-- Records for the exercise --
=== Section Start ===
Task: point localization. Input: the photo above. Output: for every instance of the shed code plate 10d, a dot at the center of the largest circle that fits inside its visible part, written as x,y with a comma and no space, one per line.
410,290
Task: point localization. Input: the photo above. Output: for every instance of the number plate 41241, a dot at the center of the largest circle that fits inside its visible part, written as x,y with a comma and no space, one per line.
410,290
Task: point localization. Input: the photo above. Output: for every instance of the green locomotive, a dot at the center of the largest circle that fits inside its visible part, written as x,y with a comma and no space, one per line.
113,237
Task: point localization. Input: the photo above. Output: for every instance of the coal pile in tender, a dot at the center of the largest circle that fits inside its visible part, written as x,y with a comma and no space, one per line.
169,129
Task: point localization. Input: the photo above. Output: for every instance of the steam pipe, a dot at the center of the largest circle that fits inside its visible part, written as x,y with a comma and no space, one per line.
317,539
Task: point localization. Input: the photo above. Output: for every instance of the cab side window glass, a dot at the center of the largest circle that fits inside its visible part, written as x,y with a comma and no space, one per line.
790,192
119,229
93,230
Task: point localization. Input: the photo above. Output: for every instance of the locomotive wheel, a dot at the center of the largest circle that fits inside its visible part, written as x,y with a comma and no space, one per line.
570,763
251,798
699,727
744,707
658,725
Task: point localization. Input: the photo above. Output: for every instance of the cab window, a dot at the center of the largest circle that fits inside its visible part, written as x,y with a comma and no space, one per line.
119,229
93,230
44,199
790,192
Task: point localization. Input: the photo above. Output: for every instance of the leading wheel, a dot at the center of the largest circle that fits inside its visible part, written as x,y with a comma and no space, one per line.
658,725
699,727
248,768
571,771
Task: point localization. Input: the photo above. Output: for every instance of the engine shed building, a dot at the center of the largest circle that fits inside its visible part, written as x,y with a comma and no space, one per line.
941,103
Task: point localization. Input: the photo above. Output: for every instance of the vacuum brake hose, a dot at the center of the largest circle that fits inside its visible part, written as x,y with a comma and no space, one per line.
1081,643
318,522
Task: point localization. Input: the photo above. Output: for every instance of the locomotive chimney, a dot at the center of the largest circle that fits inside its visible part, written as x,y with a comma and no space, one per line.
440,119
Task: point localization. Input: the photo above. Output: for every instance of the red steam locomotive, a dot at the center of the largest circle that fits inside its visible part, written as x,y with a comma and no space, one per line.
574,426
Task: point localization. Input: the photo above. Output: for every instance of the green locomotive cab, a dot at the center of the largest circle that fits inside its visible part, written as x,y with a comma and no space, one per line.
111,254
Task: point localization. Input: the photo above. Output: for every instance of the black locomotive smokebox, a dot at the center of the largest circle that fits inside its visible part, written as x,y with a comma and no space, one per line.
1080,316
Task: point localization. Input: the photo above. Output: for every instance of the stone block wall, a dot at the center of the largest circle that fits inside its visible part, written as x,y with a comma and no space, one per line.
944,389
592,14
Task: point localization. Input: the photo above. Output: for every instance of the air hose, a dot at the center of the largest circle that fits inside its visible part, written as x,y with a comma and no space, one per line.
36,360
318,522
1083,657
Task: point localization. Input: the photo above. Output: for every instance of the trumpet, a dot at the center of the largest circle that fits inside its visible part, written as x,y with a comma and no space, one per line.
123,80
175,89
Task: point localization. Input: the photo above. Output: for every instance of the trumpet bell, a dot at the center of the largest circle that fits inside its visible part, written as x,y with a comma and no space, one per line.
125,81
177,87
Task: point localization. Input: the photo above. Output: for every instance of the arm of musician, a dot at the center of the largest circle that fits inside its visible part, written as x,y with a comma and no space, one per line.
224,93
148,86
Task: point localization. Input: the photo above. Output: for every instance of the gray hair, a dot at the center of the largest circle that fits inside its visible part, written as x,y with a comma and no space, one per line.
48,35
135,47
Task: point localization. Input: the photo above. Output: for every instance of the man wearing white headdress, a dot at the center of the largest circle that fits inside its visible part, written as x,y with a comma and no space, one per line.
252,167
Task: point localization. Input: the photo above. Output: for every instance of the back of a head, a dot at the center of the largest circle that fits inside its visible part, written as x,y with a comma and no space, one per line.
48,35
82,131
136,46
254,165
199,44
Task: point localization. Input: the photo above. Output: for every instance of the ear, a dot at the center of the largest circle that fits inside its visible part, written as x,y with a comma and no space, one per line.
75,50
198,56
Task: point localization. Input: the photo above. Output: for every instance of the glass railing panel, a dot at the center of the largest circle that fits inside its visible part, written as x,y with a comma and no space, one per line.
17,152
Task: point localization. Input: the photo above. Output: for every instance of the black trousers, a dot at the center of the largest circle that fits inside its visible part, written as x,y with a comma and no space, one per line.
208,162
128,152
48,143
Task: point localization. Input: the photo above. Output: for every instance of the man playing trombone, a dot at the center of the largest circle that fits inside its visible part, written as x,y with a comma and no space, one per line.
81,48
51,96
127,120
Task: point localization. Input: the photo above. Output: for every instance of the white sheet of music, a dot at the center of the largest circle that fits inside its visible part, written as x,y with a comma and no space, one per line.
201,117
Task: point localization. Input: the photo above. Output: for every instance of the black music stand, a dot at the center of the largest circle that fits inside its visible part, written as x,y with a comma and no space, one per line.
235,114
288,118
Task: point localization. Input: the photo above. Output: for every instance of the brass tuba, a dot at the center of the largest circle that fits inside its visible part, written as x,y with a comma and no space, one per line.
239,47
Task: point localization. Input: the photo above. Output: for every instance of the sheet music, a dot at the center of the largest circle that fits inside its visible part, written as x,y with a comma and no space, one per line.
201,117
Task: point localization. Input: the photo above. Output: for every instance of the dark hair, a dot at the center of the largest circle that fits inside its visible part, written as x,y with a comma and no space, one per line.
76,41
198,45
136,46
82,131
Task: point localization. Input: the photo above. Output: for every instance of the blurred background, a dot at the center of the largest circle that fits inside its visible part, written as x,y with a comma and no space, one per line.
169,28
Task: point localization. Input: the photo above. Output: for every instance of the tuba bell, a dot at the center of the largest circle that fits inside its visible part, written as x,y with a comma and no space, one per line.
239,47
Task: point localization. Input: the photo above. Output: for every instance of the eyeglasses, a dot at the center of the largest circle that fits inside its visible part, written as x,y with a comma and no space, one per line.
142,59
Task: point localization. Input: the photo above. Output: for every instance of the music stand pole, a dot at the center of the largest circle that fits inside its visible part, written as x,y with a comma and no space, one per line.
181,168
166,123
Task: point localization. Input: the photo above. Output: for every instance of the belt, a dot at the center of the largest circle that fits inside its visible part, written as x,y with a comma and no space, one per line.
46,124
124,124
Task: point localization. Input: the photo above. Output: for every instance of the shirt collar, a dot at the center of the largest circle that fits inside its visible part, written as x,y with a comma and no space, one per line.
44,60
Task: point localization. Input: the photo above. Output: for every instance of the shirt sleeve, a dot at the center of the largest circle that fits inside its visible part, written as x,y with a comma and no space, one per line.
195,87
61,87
=== Section End ===
-- Exercise details --
Would you return every line of the data above exactly?

-- Solution --
Task: point localization. Input: the photo above. Output: for every instance of the shed code plate 10d, a dot at the center of the largest circle that fits inside its visible part, written as x,y with a comma and no space, one per line.
410,290
Task: point localization. Input: the photo above. Output: for every instance of the number plate 41241, a dot at the center of the largest circle that fits inside its visible part, written as x,y with a comma and no space, one per line.
410,290
Task: point localization. Input: the photo above. Output: for every instance of the green locomotive, a dot at the center of the largest circle that fits inside its visible part, written as x,y with a comma and no space, one per line.
113,237
Task: point localization. Input: the photo above. Output: for every instance of the coal pile in tender, a dot at the center of the largest circle that fits inside its visible part, written as x,y with a comma and no space, one per line.
169,129
Task: point localization. Input: the photo above. Output: for every instance of the steam pipe, a dot at the center of the largest circle that fits inside its visible part, written as x,y with a comma and no space, one per line.
317,539
Task: point localization. Input: the photo above. Output: for every instance of the cab side window glass, a dot at the center of the largest circle that fits inside its visible part, written as x,y with a comma and no space, one per line.
790,192
119,229
93,230
Task: point localization. Input: the photo above. Output: for every instance of the locomotive wheel, a dot at the center of the largest circle that fits inside its visible part, written as x,y with a comma and no space, one per line.
570,763
251,798
699,727
744,707
658,725
Task: point localization. Input: the photo above. Output: for every instance of the cab window, a dot at the center of the largest circle that fits inside its visible part, written as x,y with a comma and no space, one per line.
119,229
93,230
44,199
790,192
Task: point localization. Input: the photo above. Output: for every instance of the leading wheel, a dot at the center of the largest circle that fits inside its visible part, written as x,y with a comma and no space, one per line.
658,725
699,727
248,768
571,771
Task: point localization. Input: the photo above. Output: for every instance of the engine shed building, a dot at the center of the largest circle that fits inside its visible part, written as x,y with a comma and no space, one per line.
941,103
Task: point localization. Input: the photo above. Output: for every instance of the vacuum brake hose, a dot at the center of the largest circle that fits inside its visible part, written as x,y with a comma and no space, one per line.
1081,643
318,522
Task: point localization. Input: the photo above. Output: for every instance of the locomotive chimney, a dot at the center of the largest circle that fits inside its visible part, written as x,y with a comma and no space, one per line.
440,119
Task: point localization. Input: the photo above. Output: for every instance of the red steam locomotive, a dot at the center of the largest circle that fits inside its visible part, written as x,y with a comma and no space, one per line.
574,426
Task: point localization. Input: the photo above. Output: for every instance of the green locomotive cab, a dot at the center of the largest circle that fits inside its visible part, written as x,y with a comma and no space, one per line.
111,254
Task: point localization. Input: the photo above. Output: for every instance of the black locomotive smokebox, a dot at the center of the largest circle that fits inside its visible part, written as x,y with a comma and no space, one per line.
1080,316
Task: point localization. Input: the photo above. Output: for every instance of the stone block wall, a dot at the center of the largest circle that fits inside its visible part, written as x,y with a comma and no space, one per line.
944,389
592,14
Task: point localization. Input: the photo above. Output: for every instance of the air hose, a dot at the center of the largest circle that fits inside its visible part, written as x,y with a comma and no space, one per line.
36,360
318,522
1083,657
Task: point localization. Input: the photo above. Output: for every instance of the trumpet, a dot at the center of the largest circle that fits inside its visible part, written as x,y with a comma and no space, one per line.
123,80
175,89
Task: point localization. Input: the photo above. Output: for every instance of the trumpet bell, a dot at the center of the largest circle that fits inside its visible part, written as x,y with a comma and no space, one per line.
125,81
177,87
Task: point localization. Input: the photo above. Output: for every instance of the arm of musician, a dot at the center of the largest circle that fits inside its visible part, written as x,y with a comma and no space, one per line.
224,93
148,86
Task: point localization. Input: the photo above. Output: for every instance of the gray hair, a dot at the center of the largest circle that fits inside its visible part, written as x,y with a comma and no space, one per line.
48,35
135,47
Task: point localization. Input: the photo above. Output: for every instance of the man wearing white headdress, a dot at the center of the largest circle that fits inside its visible part, written as x,y with a comma and no space, one per line.
252,167
Task: point localization. Input: the photo above. Output: for every instance of the back of a head, a dot at the center of the largest circle that fits inside its visible part, written as x,y with a comma and no space, one per line.
48,35
82,131
136,46
254,165
199,44
Task: point localization. Input: the photo above. Output: for every instance of the ear, a dot at the center of the largest circle that fits inside its visible part, written as x,y with a comma and no space, one per line.
75,50
198,56
Task: point localization. Input: the photo above. Output: for every instance of the glass railing panel, a dot at the center of the largest circle that fits inside its visible part, written as x,y with a comma and no space, one per line.
17,152
Task: point localization. Input: the photo above. Output: for every instance of the black trousers, a dot at the center of the largest circle that fits inside its visible part, written as x,y with a comma and no space, one per line.
208,162
128,152
48,143
Task: point localization. Input: the photo above. Output: for every instance of the man playing trombone, a dot at the center of the largest circle that fits inside its visible part, written as x,y with a comma and no space, one per line.
81,48
51,96
127,120
Task: point localization. Input: the photo above. Output: for every instance of the white sheet of music, a dot at the center of the largest circle that fits inside its visible part, written as x,y with a comma and no space, one per line.
201,117
Task: point localization. Input: the photo above. Output: for every instance of the black music stand, a dot at the center of the largest circle that fits inside its visible part, written as x,y with a comma and no space, one per line.
235,114
288,118
Task: point localization. Input: the photo above. Output: for every instance of the brass tuba, a dot at the center of the largest circle that fits inside its visible part, written as x,y with a comma and no space, one per line.
239,47
Task: point localization. Input: the photo above. Output: for every instance of the sheet music, a dot at the center of the largest circle that fits inside its visible part, written as x,y with a comma and no space, one per line.
201,117
Task: point localization. Input: the photo above. Output: for every instance of the dark hair, a dot at the center of the largest circle that fits inside its visible part, written as x,y with a comma and no space, one per line.
76,41
198,45
136,46
82,131
Task: point localization. Input: the photo above. Output: for every instance of the blurred background, a dot at the center of the largest circle that fits inside its visible part, written as x,y with a comma and no space, one per line.
169,28
Task: point localization. Input: the photo above. Output: for every instance of the tuba bell, a dot at the center of the largest circle that fits inside its visible part, written as x,y with a comma and no space, one per line.
239,47
Task: point localization. Input: the photo above. Output: for every instance of the eyeglasses, a dot at the center of the largest circle that fits inside its visible part, written as x,y with a comma and no space, one per line.
142,59
Task: point localization. Input: the photo above. Output: for every instance of the music stand pole, a dot at the center of the largest circle that fits inside its visible part, written as x,y with a comma and no space, one per line.
181,168
166,123
Task: point localization. Input: the photo above. Output: for every instance of the belt, a dot at the center of the largest circle that fits inside its visible part, written as x,y with a comma and no space, one per line.
46,124
124,124
Task: point localization. Input: the photo above. Output: for every instance of the shirt collar, a dot at the center of the largest circle that fits inside its visible part, written as x,y with a comma and no space, one per line.
44,60
Task: point localization. Input: the photo above. Output: for every instance of the shirt sleeve, a dot at the center of the largest circle that fits inside its visible part, written as x,y with a comma and no space, one per line.
195,87
61,87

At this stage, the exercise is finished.